┌─ Items

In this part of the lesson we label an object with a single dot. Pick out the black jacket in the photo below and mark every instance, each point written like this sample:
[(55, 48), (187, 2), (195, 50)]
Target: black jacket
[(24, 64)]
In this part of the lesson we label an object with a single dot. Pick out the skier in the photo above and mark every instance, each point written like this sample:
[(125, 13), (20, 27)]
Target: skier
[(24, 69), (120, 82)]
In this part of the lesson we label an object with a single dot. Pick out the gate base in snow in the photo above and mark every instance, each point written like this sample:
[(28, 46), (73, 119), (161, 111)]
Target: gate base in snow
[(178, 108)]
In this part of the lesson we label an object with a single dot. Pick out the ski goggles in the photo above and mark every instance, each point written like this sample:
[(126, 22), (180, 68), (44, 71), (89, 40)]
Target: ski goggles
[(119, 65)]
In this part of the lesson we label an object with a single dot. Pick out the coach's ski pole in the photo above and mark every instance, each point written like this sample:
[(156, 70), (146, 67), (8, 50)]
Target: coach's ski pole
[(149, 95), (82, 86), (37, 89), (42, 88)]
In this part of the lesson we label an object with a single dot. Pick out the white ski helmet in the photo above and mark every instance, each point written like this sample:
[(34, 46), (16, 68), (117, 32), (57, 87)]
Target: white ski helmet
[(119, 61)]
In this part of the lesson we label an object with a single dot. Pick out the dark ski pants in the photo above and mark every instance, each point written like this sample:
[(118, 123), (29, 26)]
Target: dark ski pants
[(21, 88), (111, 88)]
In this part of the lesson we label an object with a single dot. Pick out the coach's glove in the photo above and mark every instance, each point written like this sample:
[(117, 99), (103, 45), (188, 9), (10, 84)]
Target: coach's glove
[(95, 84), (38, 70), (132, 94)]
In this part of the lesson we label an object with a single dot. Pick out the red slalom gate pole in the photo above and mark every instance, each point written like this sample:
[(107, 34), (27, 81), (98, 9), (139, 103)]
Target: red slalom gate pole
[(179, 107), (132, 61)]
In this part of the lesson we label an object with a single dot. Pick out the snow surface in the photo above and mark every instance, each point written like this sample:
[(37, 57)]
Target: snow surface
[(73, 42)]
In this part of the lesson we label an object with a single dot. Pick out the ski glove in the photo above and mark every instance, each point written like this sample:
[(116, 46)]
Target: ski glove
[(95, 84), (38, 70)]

└─

*The task*
From the data above, output the lines verbatim starting at the line that contains "out the skier" and ending at the line that contains "[(178, 108)]", including both of those lines.

*Exercise response*
In this part of the lesson we label an object with a single dot. Pick out the skier in the photo above and mark every instance, each point written like this sample:
[(125, 13), (20, 27)]
Target: skier
[(24, 69), (120, 82)]
In this part of the lesson we label an object with a single dot. Pick out the gate base in snow in the photo above and mark every instance, each point written like this sample:
[(28, 46), (73, 119), (161, 111)]
Target: gate base in snow
[(178, 108)]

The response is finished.